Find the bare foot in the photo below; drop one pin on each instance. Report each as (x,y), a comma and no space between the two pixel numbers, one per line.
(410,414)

###

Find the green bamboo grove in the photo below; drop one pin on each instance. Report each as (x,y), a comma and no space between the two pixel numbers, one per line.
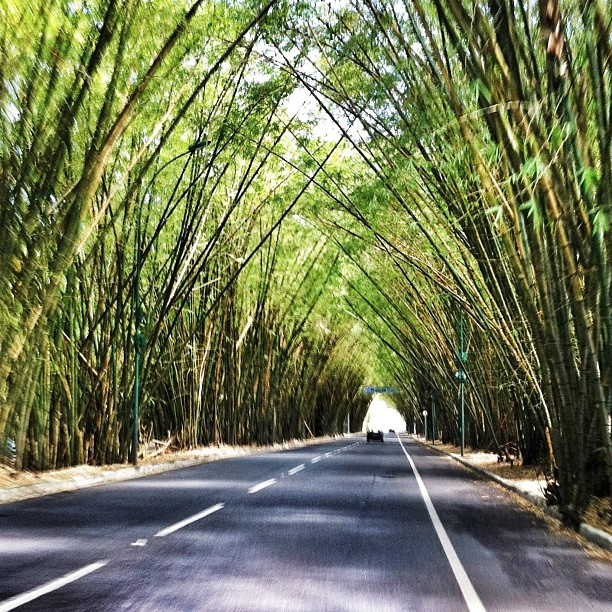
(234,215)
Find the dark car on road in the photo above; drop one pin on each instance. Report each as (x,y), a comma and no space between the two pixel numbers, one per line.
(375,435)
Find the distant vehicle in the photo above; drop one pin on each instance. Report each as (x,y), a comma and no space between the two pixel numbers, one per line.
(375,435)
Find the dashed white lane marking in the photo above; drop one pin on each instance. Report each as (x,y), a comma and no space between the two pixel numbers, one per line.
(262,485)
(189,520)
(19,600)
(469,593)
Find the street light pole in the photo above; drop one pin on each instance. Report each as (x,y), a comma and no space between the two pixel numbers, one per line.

###

> [YOUR TASK]: Rewrite every line from the one containing "Find the dashed" down to the one containing "Find the street", keeping the requests as they are. Offset each coordinate in the answers by 58.

> [THE COMPLETED TASK]:
Find the dashed white lane marking in the photo above; drop one pin on each instance. Report each as (x,y), a comma and no space between the two pixel numbers, one per line.
(320,543)
(247,578)
(77,658)
(527,651)
Find the street light pole in the photo above; drop one pin on each instance. Report each as (x,y), a comma and no space between the two pixel numbers, one per line.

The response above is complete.